Exercise » Return the exact lines spanning from the line with "Where can the sky" through the last line of the entries, boundaries included, and no others.

[Stored data entries]

┌──

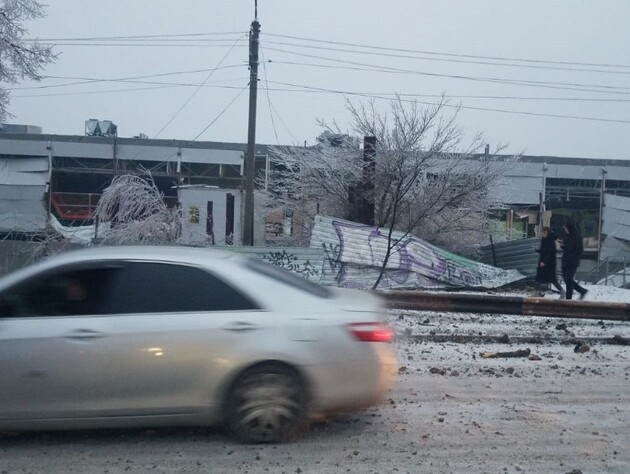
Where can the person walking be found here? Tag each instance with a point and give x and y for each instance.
(571, 253)
(546, 270)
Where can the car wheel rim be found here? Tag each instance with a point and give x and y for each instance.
(269, 405)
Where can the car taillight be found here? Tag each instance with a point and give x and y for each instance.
(371, 332)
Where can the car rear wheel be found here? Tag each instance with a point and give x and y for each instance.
(267, 404)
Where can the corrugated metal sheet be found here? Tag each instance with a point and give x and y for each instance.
(518, 255)
(616, 217)
(354, 254)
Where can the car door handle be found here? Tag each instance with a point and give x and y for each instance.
(241, 326)
(85, 334)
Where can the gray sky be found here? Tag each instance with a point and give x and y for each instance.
(570, 31)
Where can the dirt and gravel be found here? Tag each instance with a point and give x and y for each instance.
(451, 411)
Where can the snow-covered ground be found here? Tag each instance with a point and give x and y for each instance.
(601, 293)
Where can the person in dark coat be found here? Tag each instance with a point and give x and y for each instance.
(546, 271)
(571, 253)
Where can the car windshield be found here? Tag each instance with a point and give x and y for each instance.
(288, 278)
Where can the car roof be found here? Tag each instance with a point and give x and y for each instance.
(172, 253)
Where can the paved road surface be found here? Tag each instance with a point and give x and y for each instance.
(567, 411)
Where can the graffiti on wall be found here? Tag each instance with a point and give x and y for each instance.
(355, 253)
(293, 263)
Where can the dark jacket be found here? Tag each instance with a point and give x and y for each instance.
(571, 247)
(547, 273)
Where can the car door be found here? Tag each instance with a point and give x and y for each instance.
(52, 344)
(172, 328)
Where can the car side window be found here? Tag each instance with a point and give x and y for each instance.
(72, 292)
(148, 287)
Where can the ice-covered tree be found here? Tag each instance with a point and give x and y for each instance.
(427, 181)
(19, 58)
(134, 212)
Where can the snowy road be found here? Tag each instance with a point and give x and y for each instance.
(568, 411)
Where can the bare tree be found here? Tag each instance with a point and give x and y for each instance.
(19, 58)
(135, 212)
(427, 181)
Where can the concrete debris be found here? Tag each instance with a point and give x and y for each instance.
(501, 355)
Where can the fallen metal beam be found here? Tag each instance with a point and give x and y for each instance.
(467, 303)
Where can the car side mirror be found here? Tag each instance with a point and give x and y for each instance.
(6, 309)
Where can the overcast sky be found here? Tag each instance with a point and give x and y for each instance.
(554, 35)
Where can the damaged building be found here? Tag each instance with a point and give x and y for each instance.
(58, 179)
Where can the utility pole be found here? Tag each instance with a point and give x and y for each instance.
(602, 191)
(248, 218)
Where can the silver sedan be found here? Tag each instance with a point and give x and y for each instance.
(164, 336)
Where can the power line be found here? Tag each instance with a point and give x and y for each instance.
(148, 45)
(377, 68)
(472, 56)
(338, 43)
(132, 89)
(161, 85)
(90, 80)
(389, 96)
(197, 90)
(222, 112)
(485, 109)
(107, 38)
(273, 122)
(459, 61)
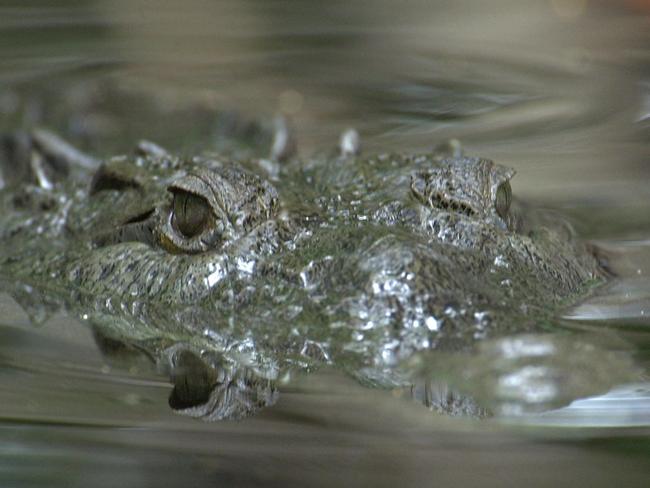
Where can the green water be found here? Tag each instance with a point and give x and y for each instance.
(557, 90)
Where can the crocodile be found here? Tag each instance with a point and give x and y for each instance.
(232, 271)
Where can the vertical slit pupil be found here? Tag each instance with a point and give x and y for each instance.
(190, 213)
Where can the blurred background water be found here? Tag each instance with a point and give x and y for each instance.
(558, 89)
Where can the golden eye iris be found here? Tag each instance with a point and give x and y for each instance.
(503, 199)
(190, 213)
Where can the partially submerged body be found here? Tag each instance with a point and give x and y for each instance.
(352, 261)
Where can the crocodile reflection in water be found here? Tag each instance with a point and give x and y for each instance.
(351, 261)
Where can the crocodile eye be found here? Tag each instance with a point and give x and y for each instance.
(190, 213)
(503, 199)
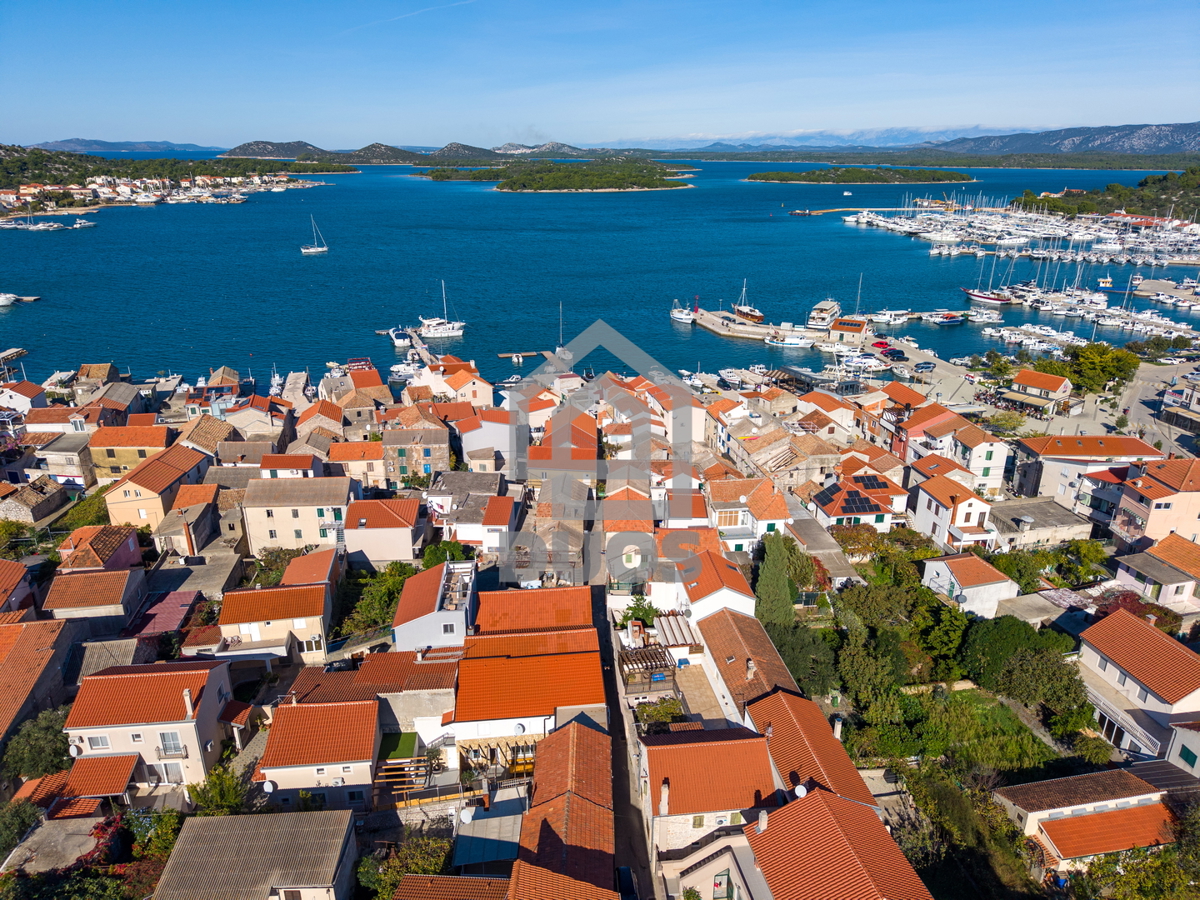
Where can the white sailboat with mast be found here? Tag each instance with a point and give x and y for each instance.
(441, 327)
(318, 241)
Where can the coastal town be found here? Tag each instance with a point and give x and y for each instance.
(593, 636)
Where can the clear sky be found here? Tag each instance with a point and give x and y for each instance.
(342, 75)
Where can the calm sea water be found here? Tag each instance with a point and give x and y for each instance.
(190, 287)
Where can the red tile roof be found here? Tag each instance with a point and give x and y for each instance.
(82, 591)
(688, 760)
(101, 775)
(1043, 381)
(419, 595)
(382, 514)
(519, 678)
(141, 695)
(744, 655)
(1091, 447)
(1073, 837)
(286, 601)
(1156, 660)
(534, 609)
(322, 733)
(802, 745)
(707, 573)
(823, 840)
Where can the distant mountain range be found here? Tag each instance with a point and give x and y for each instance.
(84, 145)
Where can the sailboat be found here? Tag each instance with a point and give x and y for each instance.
(318, 243)
(442, 327)
(744, 311)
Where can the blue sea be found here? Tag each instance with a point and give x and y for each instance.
(190, 287)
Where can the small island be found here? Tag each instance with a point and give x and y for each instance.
(879, 175)
(571, 177)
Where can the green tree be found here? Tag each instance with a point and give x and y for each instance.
(377, 604)
(40, 747)
(222, 793)
(443, 552)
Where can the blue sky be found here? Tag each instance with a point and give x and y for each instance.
(489, 71)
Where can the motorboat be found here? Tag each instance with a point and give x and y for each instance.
(318, 243)
(682, 313)
(743, 310)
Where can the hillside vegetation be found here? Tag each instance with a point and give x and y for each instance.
(1155, 195)
(23, 166)
(599, 175)
(862, 177)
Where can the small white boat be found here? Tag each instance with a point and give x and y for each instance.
(318, 243)
(682, 313)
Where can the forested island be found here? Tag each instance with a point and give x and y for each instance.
(595, 175)
(22, 166)
(1153, 196)
(880, 175)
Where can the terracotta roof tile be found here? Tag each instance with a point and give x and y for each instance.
(82, 591)
(141, 695)
(802, 745)
(538, 607)
(287, 601)
(1096, 833)
(419, 595)
(1158, 661)
(688, 760)
(1077, 791)
(101, 775)
(1043, 381)
(707, 573)
(823, 839)
(745, 657)
(322, 733)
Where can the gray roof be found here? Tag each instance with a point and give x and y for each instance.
(1044, 511)
(244, 857)
(298, 492)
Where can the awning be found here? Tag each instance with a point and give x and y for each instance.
(101, 775)
(1039, 402)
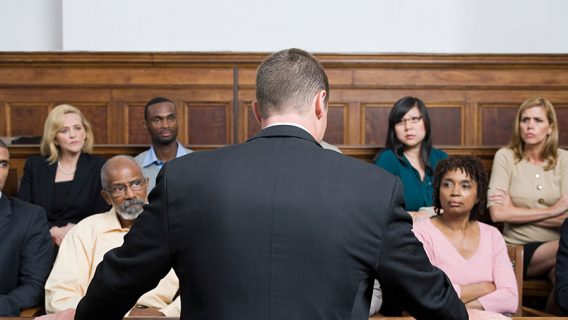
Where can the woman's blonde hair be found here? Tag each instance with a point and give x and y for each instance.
(54, 123)
(550, 152)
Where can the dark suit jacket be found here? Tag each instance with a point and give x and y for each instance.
(84, 199)
(562, 269)
(25, 255)
(275, 228)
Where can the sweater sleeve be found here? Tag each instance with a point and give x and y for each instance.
(505, 298)
(500, 173)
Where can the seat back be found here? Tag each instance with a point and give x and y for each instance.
(516, 256)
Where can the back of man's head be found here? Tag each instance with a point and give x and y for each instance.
(287, 82)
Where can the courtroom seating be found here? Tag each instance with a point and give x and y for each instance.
(516, 255)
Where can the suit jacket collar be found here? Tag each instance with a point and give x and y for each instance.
(80, 178)
(81, 175)
(285, 131)
(48, 176)
(5, 210)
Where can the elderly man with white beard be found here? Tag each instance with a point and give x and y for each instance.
(125, 188)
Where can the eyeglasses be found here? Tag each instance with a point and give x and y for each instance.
(402, 122)
(119, 189)
(169, 119)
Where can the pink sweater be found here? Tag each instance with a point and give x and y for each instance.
(490, 263)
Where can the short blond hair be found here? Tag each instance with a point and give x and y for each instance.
(550, 152)
(54, 123)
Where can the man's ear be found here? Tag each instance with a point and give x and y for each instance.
(321, 107)
(256, 111)
(106, 196)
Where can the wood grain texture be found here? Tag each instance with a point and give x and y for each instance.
(471, 97)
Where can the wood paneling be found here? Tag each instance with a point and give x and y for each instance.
(136, 132)
(497, 124)
(471, 98)
(446, 124)
(25, 119)
(209, 123)
(336, 123)
(376, 119)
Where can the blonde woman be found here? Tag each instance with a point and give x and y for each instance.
(528, 190)
(65, 179)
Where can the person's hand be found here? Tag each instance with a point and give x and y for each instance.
(145, 312)
(562, 204)
(58, 233)
(475, 314)
(501, 197)
(419, 215)
(68, 314)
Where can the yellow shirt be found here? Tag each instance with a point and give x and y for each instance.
(529, 186)
(82, 250)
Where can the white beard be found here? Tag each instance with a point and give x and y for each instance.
(129, 215)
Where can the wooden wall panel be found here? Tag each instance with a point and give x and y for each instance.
(209, 123)
(470, 96)
(136, 132)
(446, 124)
(336, 124)
(26, 118)
(376, 120)
(99, 116)
(497, 123)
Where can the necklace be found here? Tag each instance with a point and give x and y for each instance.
(65, 172)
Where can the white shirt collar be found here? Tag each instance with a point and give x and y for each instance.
(288, 124)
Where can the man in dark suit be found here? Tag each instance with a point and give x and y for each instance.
(277, 227)
(25, 249)
(561, 289)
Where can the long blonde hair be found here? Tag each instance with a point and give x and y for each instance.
(54, 123)
(550, 152)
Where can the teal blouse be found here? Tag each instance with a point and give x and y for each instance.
(417, 193)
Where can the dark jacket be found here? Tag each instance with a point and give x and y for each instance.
(25, 255)
(84, 198)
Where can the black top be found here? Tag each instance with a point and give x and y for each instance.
(59, 201)
(562, 269)
(84, 196)
(275, 228)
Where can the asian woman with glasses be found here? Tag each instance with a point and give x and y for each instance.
(409, 154)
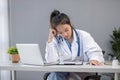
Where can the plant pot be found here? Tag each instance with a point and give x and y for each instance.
(15, 58)
(115, 63)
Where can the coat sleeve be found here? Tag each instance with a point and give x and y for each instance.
(51, 52)
(91, 48)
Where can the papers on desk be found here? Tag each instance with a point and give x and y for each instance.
(71, 63)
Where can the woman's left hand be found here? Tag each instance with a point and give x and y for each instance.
(95, 62)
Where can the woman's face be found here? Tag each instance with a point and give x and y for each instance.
(65, 31)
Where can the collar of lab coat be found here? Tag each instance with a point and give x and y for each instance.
(74, 46)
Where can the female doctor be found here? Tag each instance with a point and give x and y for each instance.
(65, 43)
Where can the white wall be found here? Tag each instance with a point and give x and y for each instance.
(29, 21)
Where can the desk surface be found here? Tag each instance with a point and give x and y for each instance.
(61, 68)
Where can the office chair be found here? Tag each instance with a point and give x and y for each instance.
(90, 77)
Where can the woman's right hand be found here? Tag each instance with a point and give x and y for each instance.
(52, 33)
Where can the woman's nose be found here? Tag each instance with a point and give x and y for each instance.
(64, 34)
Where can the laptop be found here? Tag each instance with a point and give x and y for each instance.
(31, 54)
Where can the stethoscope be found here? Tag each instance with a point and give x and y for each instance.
(59, 38)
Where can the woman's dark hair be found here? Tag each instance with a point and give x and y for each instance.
(57, 18)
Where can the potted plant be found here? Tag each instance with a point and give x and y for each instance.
(13, 52)
(115, 43)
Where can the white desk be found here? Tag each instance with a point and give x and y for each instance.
(62, 68)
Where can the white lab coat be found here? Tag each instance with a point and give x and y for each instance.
(89, 49)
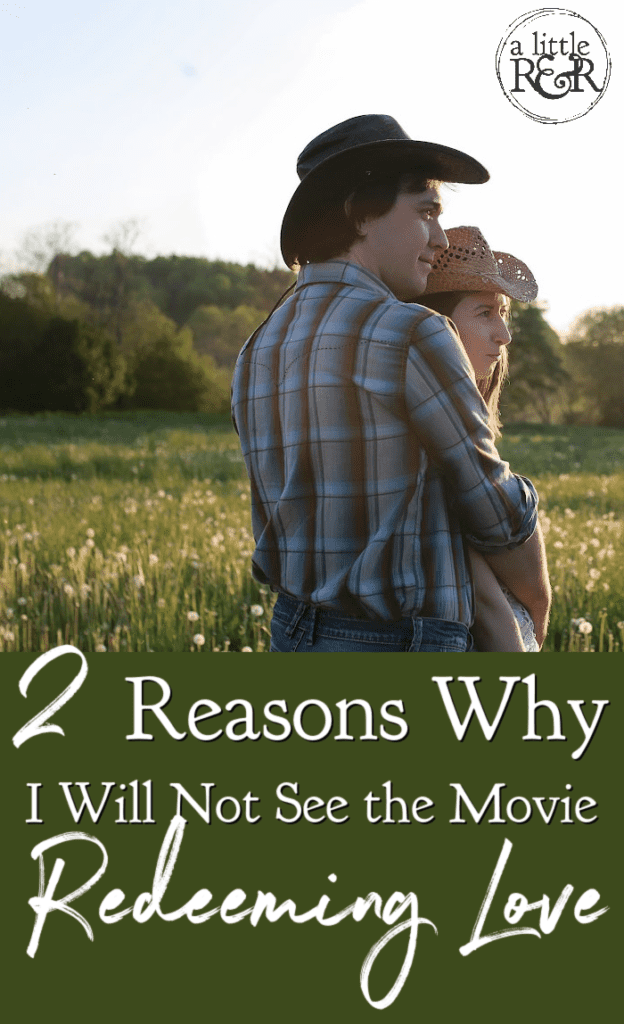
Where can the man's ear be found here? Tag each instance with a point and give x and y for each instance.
(360, 224)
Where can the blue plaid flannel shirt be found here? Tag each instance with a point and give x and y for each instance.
(369, 453)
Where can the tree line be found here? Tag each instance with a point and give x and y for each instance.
(120, 331)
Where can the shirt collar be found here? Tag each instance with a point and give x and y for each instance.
(344, 271)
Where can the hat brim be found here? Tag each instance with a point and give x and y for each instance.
(516, 282)
(319, 185)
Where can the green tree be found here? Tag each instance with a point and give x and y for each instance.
(165, 372)
(536, 366)
(50, 363)
(221, 333)
(594, 353)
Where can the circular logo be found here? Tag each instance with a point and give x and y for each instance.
(552, 65)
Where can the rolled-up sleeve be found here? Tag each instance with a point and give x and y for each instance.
(497, 509)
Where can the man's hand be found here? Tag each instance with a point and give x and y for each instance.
(525, 572)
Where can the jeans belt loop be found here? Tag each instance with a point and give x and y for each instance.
(313, 627)
(416, 634)
(300, 611)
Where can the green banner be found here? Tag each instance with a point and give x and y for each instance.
(422, 838)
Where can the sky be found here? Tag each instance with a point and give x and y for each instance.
(190, 117)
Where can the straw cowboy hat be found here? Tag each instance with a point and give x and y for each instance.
(339, 157)
(469, 265)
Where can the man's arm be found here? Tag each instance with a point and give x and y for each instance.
(497, 509)
(524, 571)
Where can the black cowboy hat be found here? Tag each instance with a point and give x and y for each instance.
(372, 141)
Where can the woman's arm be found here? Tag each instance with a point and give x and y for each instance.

└──

Result of this task »
Where can the sky be found here? Tag each instance with a point and give x and y for each instance.
(190, 117)
Where can the straw cowboy hat be found here? Tag each instance with a point and give x and y for each instance.
(339, 157)
(469, 265)
Where can the man's arm be found here? Tag each instance with a point and give x and y for each instance.
(497, 509)
(524, 571)
Where can the black cowboy hat be found here? Tag each instance with a point and give x and y for each instance.
(372, 141)
Where can the woman's arm be found here? Tag each instance with a point and give x and y for each instance.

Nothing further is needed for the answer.